EXERCISE TASK:
Locate each line in the data below that contains the string "flower" and reproduce every such line in full.
>> begin RECORD EXCERPTS
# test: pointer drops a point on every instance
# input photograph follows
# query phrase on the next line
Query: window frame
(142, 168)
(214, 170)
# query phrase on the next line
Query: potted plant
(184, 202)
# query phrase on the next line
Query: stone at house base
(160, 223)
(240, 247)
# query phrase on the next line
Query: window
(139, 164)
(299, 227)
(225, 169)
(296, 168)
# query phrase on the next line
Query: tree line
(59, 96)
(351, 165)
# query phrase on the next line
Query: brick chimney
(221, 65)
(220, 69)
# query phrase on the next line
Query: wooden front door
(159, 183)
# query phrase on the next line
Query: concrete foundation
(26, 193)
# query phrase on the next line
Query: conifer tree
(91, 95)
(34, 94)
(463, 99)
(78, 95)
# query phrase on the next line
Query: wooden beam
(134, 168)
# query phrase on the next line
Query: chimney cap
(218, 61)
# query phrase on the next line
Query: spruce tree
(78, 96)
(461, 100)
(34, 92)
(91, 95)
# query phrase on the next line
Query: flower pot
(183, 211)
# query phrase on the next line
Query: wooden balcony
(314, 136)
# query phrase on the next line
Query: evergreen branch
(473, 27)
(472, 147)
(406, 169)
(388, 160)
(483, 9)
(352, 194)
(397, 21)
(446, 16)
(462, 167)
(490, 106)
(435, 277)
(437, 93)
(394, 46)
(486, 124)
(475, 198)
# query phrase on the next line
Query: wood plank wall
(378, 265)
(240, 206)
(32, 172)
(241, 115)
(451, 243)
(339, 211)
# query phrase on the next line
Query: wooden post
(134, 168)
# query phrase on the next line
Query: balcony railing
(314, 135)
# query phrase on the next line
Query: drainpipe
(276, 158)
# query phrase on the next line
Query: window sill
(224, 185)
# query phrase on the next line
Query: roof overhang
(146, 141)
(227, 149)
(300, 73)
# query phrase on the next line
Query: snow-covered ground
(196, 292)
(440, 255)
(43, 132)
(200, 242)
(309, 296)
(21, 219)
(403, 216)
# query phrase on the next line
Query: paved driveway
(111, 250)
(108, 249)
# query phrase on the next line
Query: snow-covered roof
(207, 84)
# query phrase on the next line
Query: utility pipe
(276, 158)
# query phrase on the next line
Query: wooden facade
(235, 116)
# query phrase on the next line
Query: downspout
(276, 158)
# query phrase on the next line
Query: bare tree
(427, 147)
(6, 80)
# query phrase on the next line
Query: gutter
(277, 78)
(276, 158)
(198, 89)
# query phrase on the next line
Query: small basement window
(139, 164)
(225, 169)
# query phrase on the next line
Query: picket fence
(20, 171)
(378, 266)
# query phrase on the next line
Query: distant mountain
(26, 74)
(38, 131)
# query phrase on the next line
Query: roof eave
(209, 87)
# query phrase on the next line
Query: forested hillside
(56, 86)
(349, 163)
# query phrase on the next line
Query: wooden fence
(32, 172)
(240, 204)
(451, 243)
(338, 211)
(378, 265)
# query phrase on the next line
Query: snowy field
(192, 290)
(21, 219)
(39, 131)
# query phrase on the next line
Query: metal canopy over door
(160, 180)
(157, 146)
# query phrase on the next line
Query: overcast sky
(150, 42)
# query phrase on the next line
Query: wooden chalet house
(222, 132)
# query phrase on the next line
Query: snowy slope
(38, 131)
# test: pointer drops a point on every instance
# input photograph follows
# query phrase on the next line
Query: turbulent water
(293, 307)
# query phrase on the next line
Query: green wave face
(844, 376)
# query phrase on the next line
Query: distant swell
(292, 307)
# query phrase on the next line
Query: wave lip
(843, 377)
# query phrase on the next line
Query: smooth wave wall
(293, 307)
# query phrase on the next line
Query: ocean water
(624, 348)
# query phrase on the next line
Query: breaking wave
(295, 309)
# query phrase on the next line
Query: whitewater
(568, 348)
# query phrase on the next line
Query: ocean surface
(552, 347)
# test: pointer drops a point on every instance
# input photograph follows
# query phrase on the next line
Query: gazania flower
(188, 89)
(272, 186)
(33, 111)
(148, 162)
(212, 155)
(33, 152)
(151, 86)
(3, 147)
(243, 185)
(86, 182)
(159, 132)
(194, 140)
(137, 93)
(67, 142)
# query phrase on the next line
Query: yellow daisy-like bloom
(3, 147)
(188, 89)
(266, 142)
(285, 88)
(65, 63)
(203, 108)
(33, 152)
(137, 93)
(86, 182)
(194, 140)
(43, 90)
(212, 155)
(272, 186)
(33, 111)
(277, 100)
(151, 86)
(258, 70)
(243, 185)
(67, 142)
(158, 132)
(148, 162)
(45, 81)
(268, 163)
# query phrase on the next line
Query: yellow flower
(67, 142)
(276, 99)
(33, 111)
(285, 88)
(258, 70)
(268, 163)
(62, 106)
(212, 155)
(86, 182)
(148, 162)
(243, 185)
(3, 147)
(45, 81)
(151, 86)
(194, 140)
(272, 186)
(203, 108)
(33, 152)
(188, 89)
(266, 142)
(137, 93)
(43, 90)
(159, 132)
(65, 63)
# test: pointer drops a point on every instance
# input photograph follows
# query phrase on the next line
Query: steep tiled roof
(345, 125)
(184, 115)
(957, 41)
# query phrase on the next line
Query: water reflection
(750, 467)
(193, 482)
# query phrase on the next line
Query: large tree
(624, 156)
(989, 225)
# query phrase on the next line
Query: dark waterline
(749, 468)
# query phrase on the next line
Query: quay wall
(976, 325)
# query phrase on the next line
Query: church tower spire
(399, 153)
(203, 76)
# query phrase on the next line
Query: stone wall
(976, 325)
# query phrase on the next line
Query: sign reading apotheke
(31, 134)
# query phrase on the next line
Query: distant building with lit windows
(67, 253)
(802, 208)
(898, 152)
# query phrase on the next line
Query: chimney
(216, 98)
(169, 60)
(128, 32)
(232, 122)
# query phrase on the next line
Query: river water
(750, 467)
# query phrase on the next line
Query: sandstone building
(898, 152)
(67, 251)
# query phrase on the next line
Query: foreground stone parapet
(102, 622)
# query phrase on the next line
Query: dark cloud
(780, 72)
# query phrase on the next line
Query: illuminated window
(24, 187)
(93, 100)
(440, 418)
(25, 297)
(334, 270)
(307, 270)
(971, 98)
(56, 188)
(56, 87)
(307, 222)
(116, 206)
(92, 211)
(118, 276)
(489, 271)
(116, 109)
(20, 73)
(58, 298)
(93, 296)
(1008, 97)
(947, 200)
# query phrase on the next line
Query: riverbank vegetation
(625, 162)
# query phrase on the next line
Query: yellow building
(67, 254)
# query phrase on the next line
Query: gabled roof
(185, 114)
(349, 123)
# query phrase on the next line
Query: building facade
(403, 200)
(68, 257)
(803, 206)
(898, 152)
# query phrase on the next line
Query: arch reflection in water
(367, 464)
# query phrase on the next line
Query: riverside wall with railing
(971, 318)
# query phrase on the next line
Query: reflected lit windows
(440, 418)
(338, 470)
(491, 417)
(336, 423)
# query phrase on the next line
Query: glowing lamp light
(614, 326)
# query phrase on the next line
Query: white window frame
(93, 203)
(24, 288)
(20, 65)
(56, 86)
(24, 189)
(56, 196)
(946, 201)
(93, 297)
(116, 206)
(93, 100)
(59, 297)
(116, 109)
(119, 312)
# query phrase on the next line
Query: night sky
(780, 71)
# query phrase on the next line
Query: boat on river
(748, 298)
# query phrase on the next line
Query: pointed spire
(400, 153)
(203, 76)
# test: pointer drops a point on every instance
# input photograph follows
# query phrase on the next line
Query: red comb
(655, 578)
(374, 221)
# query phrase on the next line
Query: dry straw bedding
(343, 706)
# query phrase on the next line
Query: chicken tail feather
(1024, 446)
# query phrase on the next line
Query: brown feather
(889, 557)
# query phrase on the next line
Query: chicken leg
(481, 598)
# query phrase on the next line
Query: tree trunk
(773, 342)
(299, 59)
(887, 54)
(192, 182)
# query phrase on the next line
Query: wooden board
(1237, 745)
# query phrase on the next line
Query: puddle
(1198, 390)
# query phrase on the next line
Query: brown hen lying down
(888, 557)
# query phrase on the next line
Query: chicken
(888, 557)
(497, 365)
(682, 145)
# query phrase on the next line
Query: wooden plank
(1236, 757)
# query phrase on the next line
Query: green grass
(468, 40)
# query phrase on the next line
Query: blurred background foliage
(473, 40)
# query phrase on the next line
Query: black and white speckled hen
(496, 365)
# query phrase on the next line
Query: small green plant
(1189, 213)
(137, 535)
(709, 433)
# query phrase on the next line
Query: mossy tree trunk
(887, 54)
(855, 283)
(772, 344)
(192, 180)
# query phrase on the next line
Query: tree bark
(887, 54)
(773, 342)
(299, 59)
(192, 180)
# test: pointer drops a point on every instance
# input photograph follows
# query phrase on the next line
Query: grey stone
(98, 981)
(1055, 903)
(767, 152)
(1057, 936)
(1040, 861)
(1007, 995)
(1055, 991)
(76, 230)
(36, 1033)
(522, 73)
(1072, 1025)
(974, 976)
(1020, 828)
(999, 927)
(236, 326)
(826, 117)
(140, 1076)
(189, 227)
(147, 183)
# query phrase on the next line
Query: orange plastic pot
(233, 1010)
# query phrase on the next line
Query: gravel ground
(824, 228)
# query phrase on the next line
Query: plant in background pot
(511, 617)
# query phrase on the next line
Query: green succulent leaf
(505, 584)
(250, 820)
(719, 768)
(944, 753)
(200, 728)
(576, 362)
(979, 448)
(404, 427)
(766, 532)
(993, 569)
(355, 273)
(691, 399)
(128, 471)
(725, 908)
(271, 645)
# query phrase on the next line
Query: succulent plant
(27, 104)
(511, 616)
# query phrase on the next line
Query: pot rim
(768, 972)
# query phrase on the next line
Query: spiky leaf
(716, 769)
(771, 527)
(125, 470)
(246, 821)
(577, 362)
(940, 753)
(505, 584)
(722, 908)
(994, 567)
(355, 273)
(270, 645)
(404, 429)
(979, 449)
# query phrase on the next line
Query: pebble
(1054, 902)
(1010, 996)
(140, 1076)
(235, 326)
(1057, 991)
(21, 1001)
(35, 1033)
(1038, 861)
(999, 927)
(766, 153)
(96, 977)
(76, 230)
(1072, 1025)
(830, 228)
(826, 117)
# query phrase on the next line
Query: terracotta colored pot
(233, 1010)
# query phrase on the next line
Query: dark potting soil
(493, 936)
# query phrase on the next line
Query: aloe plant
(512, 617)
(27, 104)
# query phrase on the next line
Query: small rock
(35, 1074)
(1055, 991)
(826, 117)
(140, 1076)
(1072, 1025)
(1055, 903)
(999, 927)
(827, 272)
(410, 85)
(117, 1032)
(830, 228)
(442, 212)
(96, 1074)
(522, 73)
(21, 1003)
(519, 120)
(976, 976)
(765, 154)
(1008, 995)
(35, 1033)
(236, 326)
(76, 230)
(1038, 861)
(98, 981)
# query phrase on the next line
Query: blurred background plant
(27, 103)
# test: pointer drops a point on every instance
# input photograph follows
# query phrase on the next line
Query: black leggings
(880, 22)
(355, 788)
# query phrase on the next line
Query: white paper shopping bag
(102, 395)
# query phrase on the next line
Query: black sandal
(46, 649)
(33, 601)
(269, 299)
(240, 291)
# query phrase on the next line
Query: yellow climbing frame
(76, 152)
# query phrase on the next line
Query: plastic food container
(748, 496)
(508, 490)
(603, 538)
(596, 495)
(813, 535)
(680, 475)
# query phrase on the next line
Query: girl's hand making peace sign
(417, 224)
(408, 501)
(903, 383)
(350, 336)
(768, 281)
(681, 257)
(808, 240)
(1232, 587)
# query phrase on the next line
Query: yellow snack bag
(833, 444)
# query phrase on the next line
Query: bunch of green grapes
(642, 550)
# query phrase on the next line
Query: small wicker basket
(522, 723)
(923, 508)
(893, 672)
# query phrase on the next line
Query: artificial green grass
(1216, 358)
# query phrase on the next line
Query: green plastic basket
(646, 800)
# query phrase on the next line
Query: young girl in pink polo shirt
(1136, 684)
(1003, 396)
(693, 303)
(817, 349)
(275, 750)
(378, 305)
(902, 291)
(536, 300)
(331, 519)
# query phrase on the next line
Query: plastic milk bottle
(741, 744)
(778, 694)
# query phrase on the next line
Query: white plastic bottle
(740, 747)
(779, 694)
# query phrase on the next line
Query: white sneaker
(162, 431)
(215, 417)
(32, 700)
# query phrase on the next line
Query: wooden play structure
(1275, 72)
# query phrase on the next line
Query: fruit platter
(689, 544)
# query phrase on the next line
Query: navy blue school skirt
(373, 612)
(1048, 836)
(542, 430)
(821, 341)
>> end RECORD EXCERPTS
TASK ANSWER:
Query: flower pot
Query: gazania flower
Query: yellow flower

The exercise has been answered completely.